To do: Type out the data again. Keep every line exactly the same.

========

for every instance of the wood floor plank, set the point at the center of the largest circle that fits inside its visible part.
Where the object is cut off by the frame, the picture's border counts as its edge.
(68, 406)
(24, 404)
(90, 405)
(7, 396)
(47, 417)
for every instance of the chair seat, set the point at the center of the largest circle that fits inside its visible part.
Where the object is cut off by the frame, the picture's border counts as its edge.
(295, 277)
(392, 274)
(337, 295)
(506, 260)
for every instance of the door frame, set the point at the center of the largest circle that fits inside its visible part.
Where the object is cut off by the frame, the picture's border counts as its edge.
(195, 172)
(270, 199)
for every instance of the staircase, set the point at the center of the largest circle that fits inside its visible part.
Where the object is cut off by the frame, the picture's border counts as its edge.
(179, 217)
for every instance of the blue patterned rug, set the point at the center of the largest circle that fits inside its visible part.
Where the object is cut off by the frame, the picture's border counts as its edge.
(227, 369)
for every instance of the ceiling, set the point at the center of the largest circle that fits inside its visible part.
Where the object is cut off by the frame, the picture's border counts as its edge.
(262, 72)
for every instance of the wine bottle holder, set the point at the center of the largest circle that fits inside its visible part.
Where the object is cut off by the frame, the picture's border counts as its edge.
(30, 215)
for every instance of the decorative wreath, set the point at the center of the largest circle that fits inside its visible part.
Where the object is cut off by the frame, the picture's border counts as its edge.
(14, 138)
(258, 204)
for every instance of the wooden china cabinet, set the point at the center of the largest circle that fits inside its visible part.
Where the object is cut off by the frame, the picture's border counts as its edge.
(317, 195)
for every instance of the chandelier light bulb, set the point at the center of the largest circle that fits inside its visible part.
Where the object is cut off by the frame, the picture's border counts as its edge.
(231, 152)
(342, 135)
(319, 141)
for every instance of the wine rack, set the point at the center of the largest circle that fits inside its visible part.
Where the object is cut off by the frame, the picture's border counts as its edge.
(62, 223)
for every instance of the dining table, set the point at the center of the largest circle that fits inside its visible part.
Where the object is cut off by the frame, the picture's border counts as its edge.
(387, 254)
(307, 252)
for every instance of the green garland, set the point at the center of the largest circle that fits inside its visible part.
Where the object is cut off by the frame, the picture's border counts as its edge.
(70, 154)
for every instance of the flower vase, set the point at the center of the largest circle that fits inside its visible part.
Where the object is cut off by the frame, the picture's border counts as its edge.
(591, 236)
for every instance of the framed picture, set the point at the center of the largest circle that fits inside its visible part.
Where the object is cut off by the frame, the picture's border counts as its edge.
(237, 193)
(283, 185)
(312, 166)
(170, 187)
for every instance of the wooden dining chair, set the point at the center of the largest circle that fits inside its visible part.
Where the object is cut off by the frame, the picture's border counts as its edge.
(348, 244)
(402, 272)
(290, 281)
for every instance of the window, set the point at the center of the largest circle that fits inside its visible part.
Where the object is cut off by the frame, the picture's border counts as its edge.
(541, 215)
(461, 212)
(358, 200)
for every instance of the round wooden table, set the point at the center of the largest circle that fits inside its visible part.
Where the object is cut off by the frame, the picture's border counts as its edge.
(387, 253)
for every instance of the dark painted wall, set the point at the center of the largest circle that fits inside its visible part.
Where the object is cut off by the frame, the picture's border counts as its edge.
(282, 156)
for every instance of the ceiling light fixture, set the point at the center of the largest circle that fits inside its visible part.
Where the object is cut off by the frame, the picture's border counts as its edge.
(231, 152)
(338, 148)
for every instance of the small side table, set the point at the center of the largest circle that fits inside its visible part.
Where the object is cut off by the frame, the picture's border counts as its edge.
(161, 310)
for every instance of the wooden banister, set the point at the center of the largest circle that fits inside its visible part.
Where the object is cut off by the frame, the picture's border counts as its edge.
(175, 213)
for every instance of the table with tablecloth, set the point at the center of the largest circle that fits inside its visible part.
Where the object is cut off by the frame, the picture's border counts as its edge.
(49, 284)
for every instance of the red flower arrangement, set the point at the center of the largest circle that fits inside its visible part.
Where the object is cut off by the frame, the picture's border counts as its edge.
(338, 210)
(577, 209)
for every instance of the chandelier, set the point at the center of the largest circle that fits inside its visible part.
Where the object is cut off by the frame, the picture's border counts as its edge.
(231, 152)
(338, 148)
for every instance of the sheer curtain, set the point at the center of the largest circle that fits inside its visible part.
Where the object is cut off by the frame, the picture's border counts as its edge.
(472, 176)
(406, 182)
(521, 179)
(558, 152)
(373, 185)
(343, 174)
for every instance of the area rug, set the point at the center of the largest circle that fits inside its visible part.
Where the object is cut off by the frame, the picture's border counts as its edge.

========

Written solution:
for every instance of the wood floor plank, set the point at the center of the largest circle that fits inside its visible part.
Where the object is cut off by the frame, the picture's border counts as its edge.
(68, 406)
(24, 404)
(90, 405)
(7, 396)
(47, 417)
for every instance of the chair seat, set the point at the center of the largest circle that fits inside its visible part.
Where the object is cut off by the frame, the picture's border counts as its edge.
(295, 277)
(392, 274)
(337, 295)
(506, 260)
for every instance of the door frame, set the point at the center of the largest circle that fits inside its visible part.
Where the object is cut off by the frame, the picture's border counts as its edge.
(195, 172)
(270, 199)
for every instance of the staircase, set the point at the center of the largest circle that fits inside its visible part.
Where the object is cut off by the frame, the picture's border counts as its edge.
(179, 217)
for every instance of the blue patterned rug, set the point at the center of the largest circle that fits inside its visible part.
Where the object is cut off by the frame, the picture's border counts as its edge.
(227, 369)
for every instance of the ceiling, set the point at the center of the largest circle that fits inside its visible part.
Where the object is cut off by the frame, the picture's border counts as its edge.
(262, 72)
for every instance of the wine bottle holder, set the point at the center of the largest circle that fits inside its visible part.
Where the object is cut off by the frame, the picture's border counts as its edge.
(30, 215)
for every instance of the decorative wreath, set the point at the center of the largest circle that fits inside its visible part.
Where the object is cut off by the frame, the picture's border counts as its edge.
(14, 138)
(258, 204)
for every instance of the wooden china cabinet, set the point at the center of the largest circle that fits inside its visible part.
Where the object is cut off by the frame, the picture's border counts as its edge.
(317, 195)
for every instance of the chandelier light bulb, set the point at the center of the largest circle that fits inside its visible part.
Where the object is cut off by the frame, the picture's border counts as its edge.
(231, 152)
(342, 135)
(319, 141)
for every instance of the wine rack, set the point at the center of the largest circle that fits inside its visible part.
Where the object is cut off by the frame, the picture's border counts as its edge.
(62, 223)
for every instance of the dining table, set the point at the center of the largest circle that fits inside its visible part.
Where the object is cut off by the frame, the picture's border counts as its edge.
(387, 254)
(307, 252)
for every instance of the green garland, set the point at the center of the largest circle that fits inside its visible part.
Where the object is cut off by the frame, the picture's border counts as its edge.
(70, 154)
for every instance of the flower vase, set the point at the center of the largest circle that fits inside its visible part.
Where the object is cut off by the frame, the picture's border counts as its edge.
(591, 236)
for every instance of the framed picture, set the point at the center of the largest circle that fits inside its visible part.
Where the object is cut off by the frame, the picture's border counts as its edge.
(237, 193)
(283, 185)
(312, 166)
(170, 187)
for every instance of the wooden dining chair, set the point at the center of the largest circle that fits inside its visible part.
Where the object is cut off by the frame, the picture's border counts as its edge.
(348, 244)
(402, 272)
(290, 281)
for every instance of the window, set the point at the center of the largest circle that fits inside its visible part.
Where the object is cut off by the frame, the picture's border counts as its edge.
(541, 215)
(461, 212)
(358, 200)
for every instance of the round wooden table, set the point at the center of the largest circle that fits inside its visible part.
Where the object is cut off by the frame, the picture's border counts as its edge.
(387, 253)
for every instance of the dark painted wall, set the point at the center of the largest circle that fits inside its visible part.
Where the object is cut off by the frame, the picture's border counts as its edge.
(282, 156)
for every instance of the ceiling light fixture, set the point at the center of the largest circle that fits inside its visible part.
Where the object is cut off by the frame, the picture's border counts as its edge.
(231, 152)
(338, 148)
for every instance of the small side table, set the point at the center of the largest circle that fits inside its visible part.
Where the object is cut off by the frame, the picture's border counts as its edge.
(161, 310)
for every instance of the wooden banister, set the point at the center of the largest circle that fits inside its visible part.
Where the object is cut off by the frame, the picture's border counts as its edge.
(175, 213)
for every instance of the table with tablecloth, set the point at the center of the largest circle that fits inside its visible part.
Where the object is cut off by the frame, the picture's border counts as its edge.
(49, 284)
for every instance of the red flower arrangement, set the point at the center of the largest circle that fits inside its visible part.
Where the object is cut off by the frame, the picture's border counts as its edge.
(338, 210)
(577, 209)
for every instance of the chandelier, set the point at the center of the largest circle that fits inside its visible part.
Where the object is cut off by the frame, the picture's border counts as its edge.
(231, 152)
(338, 148)
for every instance of the sheer curtain, set the point at the center of the largest circle that fits inside its visible part.
Where the object is cut off by the frame, the picture's border counts as its edge.
(472, 176)
(406, 182)
(521, 179)
(558, 152)
(373, 185)
(343, 174)
for every instance of the area rug, set the point at the center of the largest circle that fits inside its visible part.
Where the object is cut off by the frame, the picture's border counts as its edge.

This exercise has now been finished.